_TASK OBJECTIVE_
Return every line of the rows below that contains the string "white", matching case exactly.

_STORED RECORDS_
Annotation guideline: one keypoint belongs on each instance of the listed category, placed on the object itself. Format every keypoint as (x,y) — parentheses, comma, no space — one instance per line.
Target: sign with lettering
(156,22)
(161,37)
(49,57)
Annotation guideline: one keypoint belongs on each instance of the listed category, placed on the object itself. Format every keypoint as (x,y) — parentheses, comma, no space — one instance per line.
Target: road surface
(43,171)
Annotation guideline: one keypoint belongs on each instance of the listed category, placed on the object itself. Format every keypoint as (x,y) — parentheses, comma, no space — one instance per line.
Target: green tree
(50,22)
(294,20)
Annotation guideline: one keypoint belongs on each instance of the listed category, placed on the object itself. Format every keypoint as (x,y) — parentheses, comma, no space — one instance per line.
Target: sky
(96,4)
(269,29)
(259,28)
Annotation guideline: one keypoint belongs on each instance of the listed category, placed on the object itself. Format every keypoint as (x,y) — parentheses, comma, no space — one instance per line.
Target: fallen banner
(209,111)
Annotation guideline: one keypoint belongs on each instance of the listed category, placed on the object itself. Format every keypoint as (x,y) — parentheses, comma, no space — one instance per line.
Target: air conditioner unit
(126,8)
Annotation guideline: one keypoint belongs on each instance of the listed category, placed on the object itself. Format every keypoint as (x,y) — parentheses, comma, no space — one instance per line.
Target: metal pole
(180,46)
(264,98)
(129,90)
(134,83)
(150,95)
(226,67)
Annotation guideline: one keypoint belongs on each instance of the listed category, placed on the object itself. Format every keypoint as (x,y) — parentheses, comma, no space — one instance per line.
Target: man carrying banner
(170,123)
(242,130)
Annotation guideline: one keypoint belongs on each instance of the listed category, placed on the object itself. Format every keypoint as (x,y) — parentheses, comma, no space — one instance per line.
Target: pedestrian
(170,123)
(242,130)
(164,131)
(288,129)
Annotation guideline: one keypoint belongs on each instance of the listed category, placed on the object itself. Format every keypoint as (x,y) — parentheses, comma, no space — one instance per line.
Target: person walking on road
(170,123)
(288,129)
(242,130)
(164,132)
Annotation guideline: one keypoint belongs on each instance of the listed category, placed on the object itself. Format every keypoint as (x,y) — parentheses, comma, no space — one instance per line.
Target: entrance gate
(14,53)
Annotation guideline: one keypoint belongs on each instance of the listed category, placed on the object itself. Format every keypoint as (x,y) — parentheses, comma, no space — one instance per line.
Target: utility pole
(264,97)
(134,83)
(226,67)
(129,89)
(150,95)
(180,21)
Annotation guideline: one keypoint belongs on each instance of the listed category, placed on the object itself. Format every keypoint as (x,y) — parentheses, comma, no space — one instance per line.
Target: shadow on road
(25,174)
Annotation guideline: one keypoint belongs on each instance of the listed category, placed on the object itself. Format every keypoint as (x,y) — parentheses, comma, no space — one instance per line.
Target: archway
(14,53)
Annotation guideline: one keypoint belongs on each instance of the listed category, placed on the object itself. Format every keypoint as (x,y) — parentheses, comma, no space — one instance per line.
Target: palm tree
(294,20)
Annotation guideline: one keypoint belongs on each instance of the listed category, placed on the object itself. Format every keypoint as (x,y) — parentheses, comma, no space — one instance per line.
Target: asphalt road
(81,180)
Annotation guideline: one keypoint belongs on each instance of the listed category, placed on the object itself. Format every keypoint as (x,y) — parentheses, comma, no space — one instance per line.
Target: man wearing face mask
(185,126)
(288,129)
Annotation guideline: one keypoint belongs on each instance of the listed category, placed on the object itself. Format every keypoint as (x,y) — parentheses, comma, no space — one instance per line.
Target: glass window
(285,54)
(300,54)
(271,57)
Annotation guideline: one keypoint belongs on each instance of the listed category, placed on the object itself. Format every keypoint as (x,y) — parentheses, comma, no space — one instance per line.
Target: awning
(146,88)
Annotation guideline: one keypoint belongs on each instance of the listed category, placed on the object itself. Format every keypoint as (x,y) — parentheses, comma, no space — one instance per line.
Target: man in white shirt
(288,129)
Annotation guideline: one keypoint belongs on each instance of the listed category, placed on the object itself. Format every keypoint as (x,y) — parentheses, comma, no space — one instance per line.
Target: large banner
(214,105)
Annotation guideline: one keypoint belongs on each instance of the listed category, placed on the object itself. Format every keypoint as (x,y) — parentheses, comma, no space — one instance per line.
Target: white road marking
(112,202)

_WRITTEN REPLY_
Target: man in white shirt
Target: white road marking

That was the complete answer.